Start of Supplied records

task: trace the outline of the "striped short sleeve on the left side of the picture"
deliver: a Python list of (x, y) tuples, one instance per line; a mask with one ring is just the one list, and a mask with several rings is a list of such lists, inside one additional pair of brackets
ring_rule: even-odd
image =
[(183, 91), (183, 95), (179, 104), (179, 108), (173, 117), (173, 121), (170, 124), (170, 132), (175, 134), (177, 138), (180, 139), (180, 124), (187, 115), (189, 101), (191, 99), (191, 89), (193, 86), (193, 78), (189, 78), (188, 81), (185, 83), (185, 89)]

End of Supplied records

Task brief>
Once you reach the line that contains "deliver: a Python", print it and every line after it exactly as written, stopping at the last line of the records and adding nothing.

Response to this task>
deliver: a Python list of (x, y) tuples, one instance per line; a mask with one ring is just the one list, and a mask with several rings is a list of such lists, inside one additional pair of brackets
ring_rule: even-odd
image =
[(183, 91), (183, 95), (179, 104), (179, 108), (173, 117), (173, 121), (170, 124), (170, 132), (175, 134), (177, 138), (180, 139), (180, 124), (187, 115), (189, 101), (191, 99), (191, 89), (193, 86), (193, 78), (189, 78), (188, 81), (185, 83), (185, 89)]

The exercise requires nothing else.